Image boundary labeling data
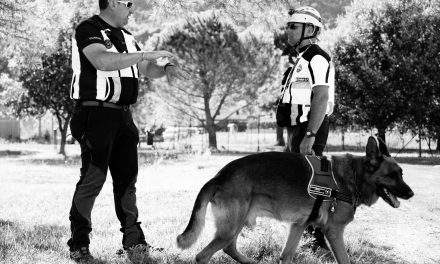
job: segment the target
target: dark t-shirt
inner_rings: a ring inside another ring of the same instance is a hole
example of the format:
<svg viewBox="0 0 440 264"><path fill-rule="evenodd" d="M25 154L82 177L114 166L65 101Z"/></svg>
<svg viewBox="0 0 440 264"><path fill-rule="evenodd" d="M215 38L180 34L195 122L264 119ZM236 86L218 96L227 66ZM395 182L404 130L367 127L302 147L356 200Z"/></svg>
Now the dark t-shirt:
<svg viewBox="0 0 440 264"><path fill-rule="evenodd" d="M90 44L100 43L107 48L109 43L104 40L101 30L106 30L106 35L111 41L111 45L120 52L127 52L127 47L125 44L124 36L122 31L126 34L130 34L127 30L123 28L114 28L102 20L99 16L95 15L78 25L75 32L75 40L78 46L79 59L81 64L81 75L79 79L79 97L80 100L96 100L97 88L97 70L87 57L83 53L83 49ZM130 34L131 35L131 34ZM108 42L108 41L107 41ZM135 44L137 50L140 50L139 46ZM117 104L127 105L133 104L137 100L138 96L138 79L131 77L120 77L121 94ZM112 92L114 92L114 82L109 82L110 96L109 101L112 98Z"/></svg>

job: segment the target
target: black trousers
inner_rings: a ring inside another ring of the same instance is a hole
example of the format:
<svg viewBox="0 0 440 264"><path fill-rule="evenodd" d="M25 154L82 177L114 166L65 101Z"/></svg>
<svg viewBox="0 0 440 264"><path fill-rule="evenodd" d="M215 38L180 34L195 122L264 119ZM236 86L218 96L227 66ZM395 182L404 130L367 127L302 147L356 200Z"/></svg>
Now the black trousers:
<svg viewBox="0 0 440 264"><path fill-rule="evenodd" d="M287 127L287 146L285 148L285 152L296 152L299 153L299 146L301 145L301 141L304 139L304 136L307 132L308 122L301 123L294 127ZM328 116L324 117L321 126L316 132L315 142L313 144L313 151L316 156L322 156L324 152L325 145L327 144L329 132L329 121ZM325 246L324 234L322 233L320 228L314 228L312 225L309 225L306 228L306 233L313 234L315 237L316 243L318 243L321 247Z"/></svg>
<svg viewBox="0 0 440 264"><path fill-rule="evenodd" d="M304 122L293 127L287 127L287 145L284 151L286 152L296 152L299 153L299 146L301 141L307 132L307 125L309 122ZM315 143L313 144L313 151L315 151L316 156L322 156L324 152L325 145L327 144L329 132L329 121L328 116L324 117L321 126L316 132Z"/></svg>
<svg viewBox="0 0 440 264"><path fill-rule="evenodd" d="M71 250L90 244L91 212L106 180L113 179L116 215L121 223L124 248L145 243L138 222L136 180L139 131L129 109L77 106L70 121L72 136L81 146L81 176L70 209Z"/></svg>

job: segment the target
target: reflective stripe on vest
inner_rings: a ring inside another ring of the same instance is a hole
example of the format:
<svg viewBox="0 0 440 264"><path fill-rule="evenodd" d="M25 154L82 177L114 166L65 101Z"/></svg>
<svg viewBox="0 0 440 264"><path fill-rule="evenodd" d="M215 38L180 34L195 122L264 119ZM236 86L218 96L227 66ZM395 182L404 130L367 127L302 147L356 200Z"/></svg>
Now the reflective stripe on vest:
<svg viewBox="0 0 440 264"><path fill-rule="evenodd" d="M104 41L110 41L109 37L105 33L106 30L101 30L102 37ZM124 37L125 45L127 47L128 53L137 52L136 42L132 35L126 34L122 30L122 35ZM111 42L111 41L110 41ZM112 46L107 49L109 52L119 53L116 49L115 45L112 43ZM126 53L126 52L123 52ZM76 43L75 38L72 38L72 69L73 69L73 77L71 84L71 93L70 96L72 99L80 99L79 98L79 78L81 75L81 63L79 58L79 50ZM96 98L101 101L108 101L112 103L117 103L121 96L122 83L121 77L127 78L139 78L139 70L137 64L134 64L130 67L116 70L116 71L101 71L96 70ZM110 95L112 95L111 98Z"/></svg>

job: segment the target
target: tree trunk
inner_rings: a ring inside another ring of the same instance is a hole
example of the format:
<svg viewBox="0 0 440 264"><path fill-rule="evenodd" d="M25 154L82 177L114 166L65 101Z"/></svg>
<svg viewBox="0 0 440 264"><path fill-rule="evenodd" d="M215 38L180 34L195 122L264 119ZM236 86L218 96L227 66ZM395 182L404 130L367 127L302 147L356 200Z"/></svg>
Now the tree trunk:
<svg viewBox="0 0 440 264"><path fill-rule="evenodd" d="M61 141L60 141L60 151L59 154L66 157L66 139L67 139L67 130L69 129L71 115L68 115L66 118L60 117L57 115L58 119L58 128L61 132Z"/></svg>
<svg viewBox="0 0 440 264"><path fill-rule="evenodd" d="M377 137L383 140L383 143L386 143L385 141L385 128L377 128Z"/></svg>
<svg viewBox="0 0 440 264"><path fill-rule="evenodd" d="M210 149L217 149L217 135L214 124L207 126L208 130L208 144Z"/></svg>
<svg viewBox="0 0 440 264"><path fill-rule="evenodd" d="M345 150L345 129L341 130L342 150Z"/></svg>
<svg viewBox="0 0 440 264"><path fill-rule="evenodd" d="M286 141L284 140L284 128L277 126L277 144L276 146L284 147Z"/></svg>
<svg viewBox="0 0 440 264"><path fill-rule="evenodd" d="M440 132L437 133L437 148L435 151L440 152Z"/></svg>

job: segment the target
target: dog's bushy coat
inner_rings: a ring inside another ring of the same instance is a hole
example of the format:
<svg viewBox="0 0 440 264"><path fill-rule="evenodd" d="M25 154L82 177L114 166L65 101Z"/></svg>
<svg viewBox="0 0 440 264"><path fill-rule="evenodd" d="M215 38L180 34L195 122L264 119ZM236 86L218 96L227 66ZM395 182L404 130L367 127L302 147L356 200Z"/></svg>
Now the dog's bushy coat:
<svg viewBox="0 0 440 264"><path fill-rule="evenodd" d="M395 196L409 199L413 195L402 179L401 168L376 138L369 138L365 157L347 154L332 157L332 163L339 191L351 194L353 202L371 205L382 197L397 207ZM197 254L197 263L208 263L221 249L240 263L254 263L238 252L236 240L243 226L254 225L260 216L291 223L280 258L280 263L290 263L315 202L307 193L311 173L304 156L295 153L266 152L232 161L200 190L177 245L185 249L197 240L211 203L217 231ZM354 218L355 206L338 201L333 213L330 206L331 202L324 202L312 223L322 227L338 263L348 264L343 231Z"/></svg>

INSTRUCTIONS TO FOLLOW> Could you reproduce the data above, from its start through the line containing "Now the dark", changing "dark t-shirt" to "navy t-shirt" and keeping everything else the same? Leave the pictures out.

THE OUTPUT>
job: segment the target
target: navy t-shirt
inner_rings: a ring inside another ring of the same instance is a hole
example of the format:
<svg viewBox="0 0 440 264"><path fill-rule="evenodd" d="M25 154L82 177L114 166L65 101Z"/></svg>
<svg viewBox="0 0 440 264"><path fill-rule="evenodd" d="M215 38L180 34L195 122L264 119ZM236 86L218 96L227 66ZM395 182L404 130L367 127L302 147L356 200Z"/></svg>
Now the navy t-shirt:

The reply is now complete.